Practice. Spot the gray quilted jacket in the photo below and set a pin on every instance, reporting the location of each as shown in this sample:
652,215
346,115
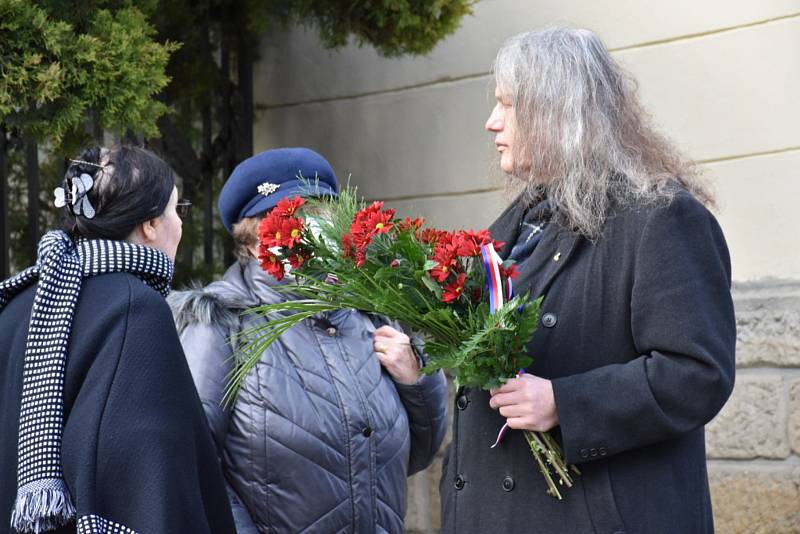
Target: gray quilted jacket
320,439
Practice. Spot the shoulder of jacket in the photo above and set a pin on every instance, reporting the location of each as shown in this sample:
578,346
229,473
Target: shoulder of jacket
209,306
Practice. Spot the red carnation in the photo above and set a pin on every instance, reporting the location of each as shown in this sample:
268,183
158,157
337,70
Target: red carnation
366,224
512,271
454,290
271,264
411,225
276,231
469,242
287,207
296,260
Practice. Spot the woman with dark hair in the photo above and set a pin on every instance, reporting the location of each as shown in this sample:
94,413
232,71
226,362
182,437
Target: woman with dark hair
101,429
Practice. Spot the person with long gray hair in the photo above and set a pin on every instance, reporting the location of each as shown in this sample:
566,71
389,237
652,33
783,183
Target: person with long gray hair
636,345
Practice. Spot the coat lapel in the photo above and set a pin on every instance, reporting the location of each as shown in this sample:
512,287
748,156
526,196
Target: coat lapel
549,257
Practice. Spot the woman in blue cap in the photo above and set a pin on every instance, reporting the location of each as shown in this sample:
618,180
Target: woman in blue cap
335,416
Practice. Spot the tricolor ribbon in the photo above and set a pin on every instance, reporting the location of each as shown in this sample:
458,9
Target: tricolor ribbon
492,263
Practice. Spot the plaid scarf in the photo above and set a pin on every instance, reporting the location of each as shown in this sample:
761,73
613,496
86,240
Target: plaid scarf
43,500
532,228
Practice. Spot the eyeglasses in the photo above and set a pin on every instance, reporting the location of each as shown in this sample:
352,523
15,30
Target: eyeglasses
183,207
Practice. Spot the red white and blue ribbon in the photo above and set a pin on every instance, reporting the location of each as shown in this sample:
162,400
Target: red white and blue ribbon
498,293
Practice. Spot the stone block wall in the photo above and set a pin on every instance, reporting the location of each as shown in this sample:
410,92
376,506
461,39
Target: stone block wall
721,78
754,443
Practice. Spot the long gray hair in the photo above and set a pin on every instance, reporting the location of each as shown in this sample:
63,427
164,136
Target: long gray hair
581,136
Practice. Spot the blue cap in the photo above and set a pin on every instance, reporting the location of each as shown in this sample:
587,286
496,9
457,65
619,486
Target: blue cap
259,182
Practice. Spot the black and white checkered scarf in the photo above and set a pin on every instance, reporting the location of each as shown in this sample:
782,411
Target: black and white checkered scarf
43,500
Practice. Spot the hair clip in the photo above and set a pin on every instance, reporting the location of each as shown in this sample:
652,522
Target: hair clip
76,195
267,188
80,161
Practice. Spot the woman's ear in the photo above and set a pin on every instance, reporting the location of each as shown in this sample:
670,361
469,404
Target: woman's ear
145,233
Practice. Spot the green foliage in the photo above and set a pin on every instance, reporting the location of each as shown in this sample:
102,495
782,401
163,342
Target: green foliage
393,27
479,348
54,73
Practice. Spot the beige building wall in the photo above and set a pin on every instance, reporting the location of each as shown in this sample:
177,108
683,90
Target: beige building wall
721,78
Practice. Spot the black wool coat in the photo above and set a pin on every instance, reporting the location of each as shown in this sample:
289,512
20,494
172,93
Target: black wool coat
638,337
136,448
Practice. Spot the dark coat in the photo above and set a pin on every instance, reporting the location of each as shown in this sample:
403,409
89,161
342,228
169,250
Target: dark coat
136,447
638,336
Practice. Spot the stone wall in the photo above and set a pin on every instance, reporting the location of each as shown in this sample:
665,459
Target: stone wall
754,443
721,78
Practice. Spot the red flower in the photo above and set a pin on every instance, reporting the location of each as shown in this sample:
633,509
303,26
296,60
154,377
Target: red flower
411,225
430,236
277,231
366,224
469,242
442,270
454,290
296,260
271,263
287,207
512,271
372,220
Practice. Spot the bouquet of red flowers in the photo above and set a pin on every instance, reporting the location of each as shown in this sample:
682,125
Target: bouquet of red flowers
451,288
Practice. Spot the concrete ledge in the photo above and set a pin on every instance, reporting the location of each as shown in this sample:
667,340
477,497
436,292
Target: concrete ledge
768,323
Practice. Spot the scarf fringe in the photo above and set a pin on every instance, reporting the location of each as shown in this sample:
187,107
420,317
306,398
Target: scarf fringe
42,509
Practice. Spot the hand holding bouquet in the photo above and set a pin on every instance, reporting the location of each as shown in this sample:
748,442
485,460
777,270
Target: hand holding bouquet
449,287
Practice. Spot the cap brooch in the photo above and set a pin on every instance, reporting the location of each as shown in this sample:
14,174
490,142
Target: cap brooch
267,188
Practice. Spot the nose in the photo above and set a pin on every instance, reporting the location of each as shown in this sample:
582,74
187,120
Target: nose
495,121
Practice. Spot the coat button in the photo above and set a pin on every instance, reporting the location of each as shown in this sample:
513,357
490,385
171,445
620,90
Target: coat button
549,319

[Given problem]
Copy out the items from the line containing "Practice. Spot the red flower" through the last item above, swapping "set a pin" for "place a marker" and leaving everything else unchanged.

[Output of the task]
Practice. Spot the red flower in the photo above and place a marker on every instance, reporting the location of each as shown in this sample:
633,509
303,26
296,60
154,377
Target: red flower
411,225
430,236
277,231
366,224
469,242
442,270
454,290
296,260
271,263
287,207
512,271
372,220
Practice. Spot the bouquet of red flowers in the photo above and place a marker on every instance, reporting the location of each as shown in this sample:
682,125
Target: bouquet of red flowers
451,288
Practice. Spot the concrete ledge in the photo above and place a marker on every instance, reporting the location of each as shown in this sample:
667,340
477,497
436,292
Target: concrete ledge
768,323
Practice. Spot the scarf fringe in the photo above and place a marker on every instance, reporting the location of each as shown in this sample:
187,107
420,317
306,398
Target: scarf fringe
42,509
Practice. Spot the hand holding bouquet in the photo above and place a marker on every instance, reporting the location of each as shown in this sample:
748,442
485,460
777,270
Target: hand holding bouquet
449,287
Practice. Spot the cap brooch in the photo above and place a marker on every instance, reporting the location of each as shown in this sample:
14,174
490,142
Target: cap brooch
267,188
Practice. Spot the nose in the photo above and place a marker on every instance, reporting the location of each as shown in this sample:
582,74
187,120
Target: nose
495,121
Practice. Spot the coat button in the photo above and place a marker on every instance, reporting the location of each as shown in this sample:
513,357
490,385
171,445
620,90
Target: coat button
549,319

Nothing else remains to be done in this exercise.